**What is expected**
Rewrite all of the rows below with "in this photo" changed to "in this image" wherever it appears, leaving everything else as it is. Leave the pictures out of your answer.

[Start of Entries provided]

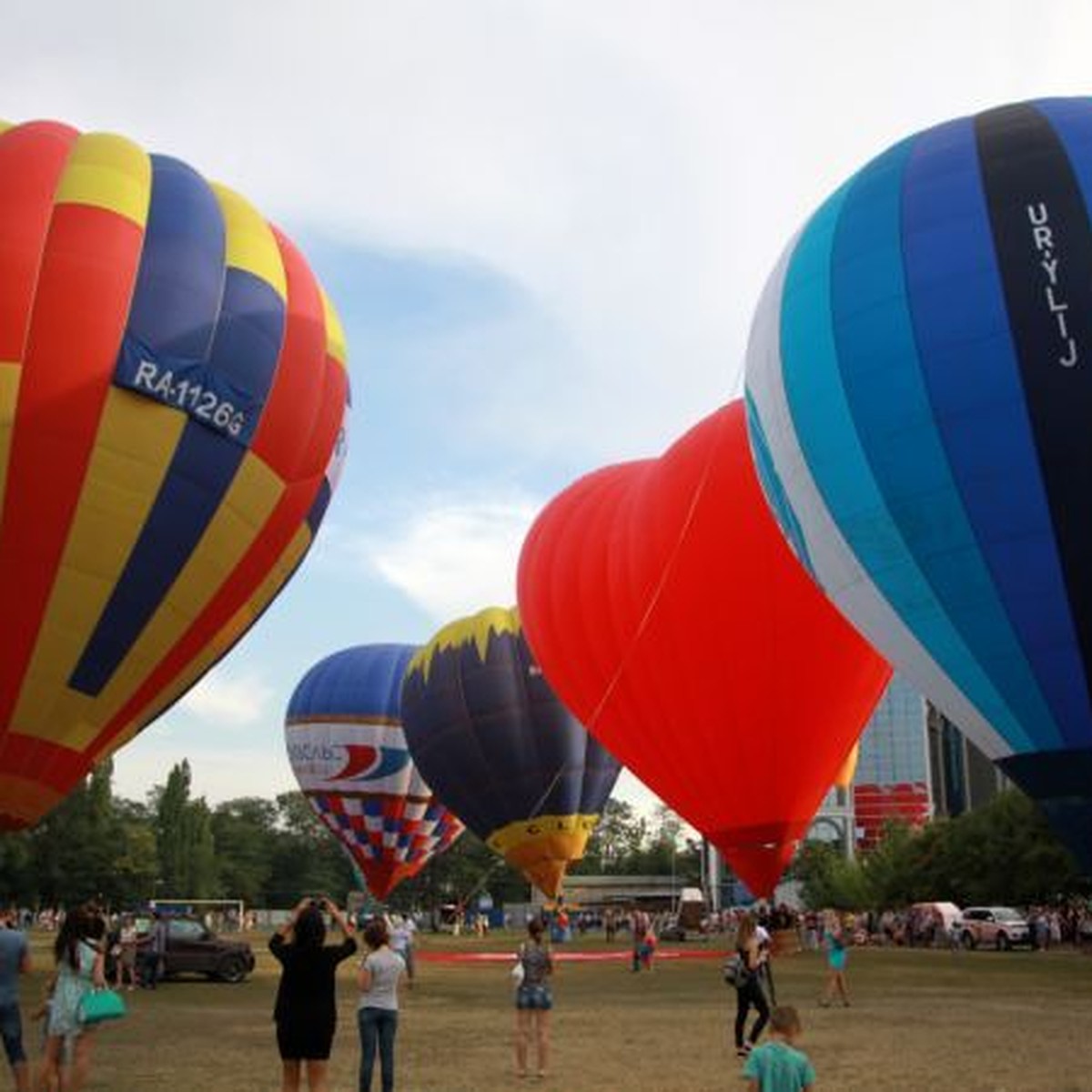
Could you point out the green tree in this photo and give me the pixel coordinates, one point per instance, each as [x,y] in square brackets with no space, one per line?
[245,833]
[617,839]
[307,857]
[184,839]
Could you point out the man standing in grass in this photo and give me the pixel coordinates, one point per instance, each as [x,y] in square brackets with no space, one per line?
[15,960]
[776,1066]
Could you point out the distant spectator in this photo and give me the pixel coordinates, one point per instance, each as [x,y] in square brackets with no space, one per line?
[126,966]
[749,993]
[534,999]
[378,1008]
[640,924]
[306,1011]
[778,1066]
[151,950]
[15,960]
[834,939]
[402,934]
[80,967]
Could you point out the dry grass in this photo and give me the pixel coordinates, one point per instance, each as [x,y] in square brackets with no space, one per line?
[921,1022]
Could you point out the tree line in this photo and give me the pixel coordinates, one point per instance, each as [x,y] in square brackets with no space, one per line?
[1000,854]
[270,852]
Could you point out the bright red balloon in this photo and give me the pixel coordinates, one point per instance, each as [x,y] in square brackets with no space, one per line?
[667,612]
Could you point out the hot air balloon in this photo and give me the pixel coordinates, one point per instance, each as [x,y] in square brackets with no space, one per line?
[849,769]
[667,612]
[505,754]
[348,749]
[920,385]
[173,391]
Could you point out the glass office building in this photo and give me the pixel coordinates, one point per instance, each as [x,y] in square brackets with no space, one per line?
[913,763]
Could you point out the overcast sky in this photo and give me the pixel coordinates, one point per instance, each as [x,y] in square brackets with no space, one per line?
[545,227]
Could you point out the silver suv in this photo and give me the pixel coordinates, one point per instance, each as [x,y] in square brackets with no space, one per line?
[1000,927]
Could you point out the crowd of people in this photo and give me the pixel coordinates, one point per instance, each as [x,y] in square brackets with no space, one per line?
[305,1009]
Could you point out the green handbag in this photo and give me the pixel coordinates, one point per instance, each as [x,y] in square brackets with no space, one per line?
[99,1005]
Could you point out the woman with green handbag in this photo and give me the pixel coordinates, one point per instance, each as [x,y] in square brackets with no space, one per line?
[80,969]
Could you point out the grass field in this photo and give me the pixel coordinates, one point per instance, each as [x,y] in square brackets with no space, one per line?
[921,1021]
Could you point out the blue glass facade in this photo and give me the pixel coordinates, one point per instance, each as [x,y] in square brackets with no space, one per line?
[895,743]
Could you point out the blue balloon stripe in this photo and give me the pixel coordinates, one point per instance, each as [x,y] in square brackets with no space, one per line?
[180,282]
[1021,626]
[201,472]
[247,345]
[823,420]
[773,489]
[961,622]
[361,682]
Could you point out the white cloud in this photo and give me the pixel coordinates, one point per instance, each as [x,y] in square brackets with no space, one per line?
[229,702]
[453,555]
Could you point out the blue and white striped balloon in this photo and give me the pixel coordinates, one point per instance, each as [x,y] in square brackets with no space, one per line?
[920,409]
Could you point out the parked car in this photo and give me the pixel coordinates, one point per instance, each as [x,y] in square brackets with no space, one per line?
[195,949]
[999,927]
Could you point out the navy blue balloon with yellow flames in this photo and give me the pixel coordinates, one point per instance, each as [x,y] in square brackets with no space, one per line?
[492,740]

[End of Entries provided]

**Task result**
Could you point out the green tree in this image and give me the pixel coordinates, one point per instance, each as [x,y] in square brackets with no space, one per line?
[245,833]
[617,839]
[307,857]
[184,839]
Could you point out the man standing in grass in this image and give me the pixel coordinates, one point per instance, each as [x,y] in square brackets with no space, one per line?
[15,960]
[776,1066]
Could you point out the distant spectator in this image and give me the pixel coordinates, one point per instance, each as [x,y] in square brackets with no space, one per line?
[126,966]
[749,993]
[534,999]
[378,1008]
[640,924]
[306,1011]
[778,1066]
[151,950]
[15,960]
[834,939]
[402,934]
[80,967]
Could you point out the dry grass in this image and give me the pixel coordinates, one point per instance, each as [x,y] in square brackets with no space, one per line?
[921,1022]
Could you point out the tree line in this image and give me the pixel coordinates, one point per instance, each as [x,y] in square brackets with no space, one per line?
[1000,854]
[270,852]
Could you point out the bright red balloon in this image and give me the pixel coordinates, one point per instance, each as [x,y] in square brackets with no space, one per line?
[667,612]
Could you point out the hot air balloon in this image and give me the pixel coordinates, one point per instance, each as [x,y] in square brackets with no space, one per line?
[849,769]
[667,612]
[505,754]
[348,749]
[920,385]
[173,391]
Could you point out the glass office building in this image and give me the pixel coordinates, one point per instance, each as [x,y] in square brackets with no space, one per line?
[913,763]
Could you point out the overcast sky in this image and give me the pixel coordinates, one point per instance, each as [x,y] in square brackets with no space, one per line?
[545,227]
Could you point out the silver suv in this image and give me the pixel coordinates, one point per instance, each as [x,y] in square brackets with no space, one per line?
[1000,927]
Could you point out the crowd of people in this image and give me the pixel coordinates, one point per instance, each as [x,y] in square brackets with no space, one per line?
[305,1009]
Could you point out the green handbag in this image and give me the pixel coordinates, one point per instance, each as [x,y] in square brackets with no space, one per line?
[99,1005]
Could you point out the woman with green handbag in this image and give me the pixel coordinates, one point per instance, each as [x,y] in square brackets with no space, one per line?
[80,969]
Could you point out the grass field in this image and give me the pixel coordinates, one point per instance, each as [x,y] in square brackets with no space, one per line?
[921,1021]
Could you point out the blue glass facade in this image and give me the pixel coordinates, one point per instance, each as [x,y] in square brackets with no space, one per line?
[895,743]
Could you point out the blue balloon stripe in this image and give me the pixel coordinates, one point per instance, each as [x,y] in square brackets with no space, one per line?
[180,282]
[1021,626]
[201,472]
[247,345]
[823,420]
[773,489]
[961,622]
[361,682]
Could you point out the white cloud in this image and give me the pixel coordinates, one point per instance, each as [x,y] in square brackets with no space, one per line?
[229,702]
[453,555]
Could you point out the blue and white striped balloon in this image and give me the pixel coordinates, one point per instance, each as [x,y] in square brackets with no space, one per line?
[920,409]
Could you point out the parked car in this image and give me the pixel coordinates, one point per instance, each as [x,y] in square brackets with no space, one per line?
[195,949]
[999,927]
Could you point out the navy blue balloon with yellow flames in this image and give me the pixel coordinates, one point per instance, each as [x,y] in square brackets with no space, one per line?
[492,740]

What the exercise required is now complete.